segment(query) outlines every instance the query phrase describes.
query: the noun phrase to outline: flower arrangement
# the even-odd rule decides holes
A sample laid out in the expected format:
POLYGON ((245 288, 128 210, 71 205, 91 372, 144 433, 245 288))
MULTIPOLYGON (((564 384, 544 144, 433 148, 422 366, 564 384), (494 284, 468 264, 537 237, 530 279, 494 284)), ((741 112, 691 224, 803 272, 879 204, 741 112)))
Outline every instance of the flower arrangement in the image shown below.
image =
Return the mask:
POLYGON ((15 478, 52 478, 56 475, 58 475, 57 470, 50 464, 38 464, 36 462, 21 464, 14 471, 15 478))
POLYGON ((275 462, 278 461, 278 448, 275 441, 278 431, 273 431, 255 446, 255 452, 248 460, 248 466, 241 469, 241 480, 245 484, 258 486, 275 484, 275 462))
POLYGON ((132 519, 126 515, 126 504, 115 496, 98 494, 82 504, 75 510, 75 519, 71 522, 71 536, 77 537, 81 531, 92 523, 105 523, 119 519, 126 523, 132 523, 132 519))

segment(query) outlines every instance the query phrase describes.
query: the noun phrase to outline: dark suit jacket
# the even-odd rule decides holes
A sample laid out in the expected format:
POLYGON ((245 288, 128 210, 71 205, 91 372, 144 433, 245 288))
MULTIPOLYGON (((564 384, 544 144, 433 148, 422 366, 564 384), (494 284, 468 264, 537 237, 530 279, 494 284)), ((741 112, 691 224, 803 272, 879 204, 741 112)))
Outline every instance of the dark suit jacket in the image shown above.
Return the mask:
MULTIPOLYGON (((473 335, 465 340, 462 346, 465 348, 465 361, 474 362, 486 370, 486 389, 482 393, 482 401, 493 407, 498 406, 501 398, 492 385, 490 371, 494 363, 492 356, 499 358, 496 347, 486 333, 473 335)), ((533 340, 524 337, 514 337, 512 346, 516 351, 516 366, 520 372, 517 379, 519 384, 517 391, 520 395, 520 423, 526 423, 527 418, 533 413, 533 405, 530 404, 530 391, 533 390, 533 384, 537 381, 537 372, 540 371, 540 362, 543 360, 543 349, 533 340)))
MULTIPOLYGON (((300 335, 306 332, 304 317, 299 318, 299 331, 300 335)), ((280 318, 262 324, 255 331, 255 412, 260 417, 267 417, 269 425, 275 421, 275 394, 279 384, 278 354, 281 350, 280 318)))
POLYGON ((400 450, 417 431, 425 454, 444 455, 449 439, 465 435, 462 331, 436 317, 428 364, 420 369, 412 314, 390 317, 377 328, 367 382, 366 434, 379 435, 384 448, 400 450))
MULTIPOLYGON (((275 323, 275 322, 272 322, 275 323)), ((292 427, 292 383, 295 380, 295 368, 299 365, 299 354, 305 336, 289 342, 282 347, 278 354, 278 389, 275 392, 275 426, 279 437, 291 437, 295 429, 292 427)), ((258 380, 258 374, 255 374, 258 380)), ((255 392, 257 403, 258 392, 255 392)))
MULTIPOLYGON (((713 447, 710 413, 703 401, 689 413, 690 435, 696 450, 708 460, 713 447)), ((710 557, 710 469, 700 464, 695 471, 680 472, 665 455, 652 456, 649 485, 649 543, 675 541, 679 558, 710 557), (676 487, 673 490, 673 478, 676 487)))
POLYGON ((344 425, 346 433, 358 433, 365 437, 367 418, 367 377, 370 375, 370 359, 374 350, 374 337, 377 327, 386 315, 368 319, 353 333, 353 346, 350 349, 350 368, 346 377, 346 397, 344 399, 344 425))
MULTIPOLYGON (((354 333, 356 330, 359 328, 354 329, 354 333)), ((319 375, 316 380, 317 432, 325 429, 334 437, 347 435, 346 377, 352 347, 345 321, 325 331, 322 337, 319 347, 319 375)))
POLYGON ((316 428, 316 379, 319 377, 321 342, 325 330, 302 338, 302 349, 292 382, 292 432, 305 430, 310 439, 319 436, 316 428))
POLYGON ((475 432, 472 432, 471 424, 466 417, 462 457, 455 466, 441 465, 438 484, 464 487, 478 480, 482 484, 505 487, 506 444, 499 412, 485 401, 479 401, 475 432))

▬▬▬

OBJECTIVE. Reproduce the data above in full, changing every occurrence of "mask" to "outline" and leaving all other text unchanged.

OUTPUT FOR THIS EXERCISE.
segment(query) outlines every instance the query phrase describes.
query: the noun phrase to outline: flower arrangement
# the even-odd rule decides holes
A sample laid out in the expected format:
POLYGON ((245 288, 128 210, 71 205, 91 372, 144 433, 245 288))
MULTIPOLYGON (((564 384, 544 144, 433 148, 422 366, 564 384), (494 284, 468 264, 537 237, 530 279, 494 284)), ((741 112, 691 224, 803 272, 879 204, 741 112)))
Outline every instance of the flower arrangement in the image shown below.
image =
Return the outline:
POLYGON ((15 478, 52 478, 56 475, 58 475, 57 470, 50 464, 38 464, 36 462, 21 464, 14 471, 15 478))
POLYGON ((275 462, 278 461, 278 448, 275 441, 278 431, 273 431, 255 446, 255 452, 248 460, 248 466, 241 469, 241 480, 245 484, 258 486, 275 484, 275 462))
POLYGON ((132 519, 126 515, 126 504, 115 496, 98 494, 82 504, 75 510, 75 519, 71 522, 71 536, 77 537, 81 531, 92 523, 105 523, 119 519, 126 523, 132 523, 132 519))

segment(query) outlines every instance the query phrase describes.
query: the noun phrase to outline: dark suit jacket
# the even-odd rule decides holes
A sample laid out in the expected format:
POLYGON ((245 288, 128 210, 71 205, 91 372, 144 433, 245 288))
MULTIPOLYGON (((564 384, 544 144, 433 148, 422 366, 564 384), (494 284, 468 264, 537 237, 530 279, 494 284)), ((741 112, 691 224, 803 272, 879 204, 741 112)))
Outline every instance of the dark suit jacket in the image shown above.
Return the outline:
MULTIPOLYGON (((473 335, 465 340, 462 346, 465 348, 465 361, 474 362, 486 370, 486 389, 482 393, 482 401, 493 407, 498 406, 501 398, 492 385, 490 371, 494 363, 492 356, 499 358, 496 347, 486 333, 473 335)), ((533 340, 524 337, 514 337, 512 346, 516 351, 516 366, 520 372, 517 379, 519 384, 517 391, 520 395, 520 423, 526 423, 527 418, 533 413, 533 405, 530 404, 530 391, 533 390, 533 384, 537 381, 537 372, 540 371, 540 362, 543 360, 543 349, 533 340)))
MULTIPOLYGON (((300 335, 306 332, 304 317, 299 318, 299 331, 300 335)), ((280 318, 262 324, 255 331, 255 412, 260 417, 267 417, 269 425, 275 421, 275 394, 279 384, 278 354, 281 350, 280 318)))
POLYGON ((400 450, 417 431, 425 454, 444 455, 449 439, 465 435, 462 331, 436 317, 428 364, 420 369, 412 314, 390 317, 377 328, 367 382, 366 434, 379 435, 384 448, 400 450))
MULTIPOLYGON (((275 323, 275 322, 272 322, 275 323)), ((292 427, 292 383, 295 380, 295 368, 299 365, 299 354, 305 336, 289 342, 282 347, 278 354, 278 389, 275 392, 275 426, 279 437, 291 437, 295 429, 292 427)), ((258 380, 258 374, 255 374, 258 380)), ((255 392, 257 403, 258 392, 255 392)))
MULTIPOLYGON (((713 447, 710 413, 703 401, 689 413, 690 435, 696 450, 708 460, 713 447)), ((710 557, 710 469, 700 464, 695 471, 680 472, 665 455, 652 456, 649 485, 649 543, 675 541, 679 558, 710 557), (676 487, 673 490, 673 478, 676 487)))
POLYGON ((344 425, 346 433, 358 433, 365 437, 367 418, 367 377, 370 375, 370 359, 374 350, 374 337, 377 327, 386 315, 368 319, 353 333, 353 346, 350 349, 350 368, 346 377, 346 397, 344 399, 344 425))
MULTIPOLYGON (((354 333, 356 330, 359 328, 354 329, 354 333)), ((319 375, 316 380, 317 432, 325 429, 334 437, 347 435, 346 377, 352 347, 345 321, 325 331, 322 337, 319 347, 319 375)))
POLYGON ((316 428, 316 379, 319 377, 321 342, 325 330, 302 338, 302 349, 292 382, 292 432, 305 430, 310 439, 319 436, 316 428))
POLYGON ((475 432, 472 432, 471 424, 466 417, 462 457, 455 466, 441 465, 438 484, 464 487, 478 480, 482 484, 505 487, 506 444, 499 412, 485 401, 479 401, 475 432))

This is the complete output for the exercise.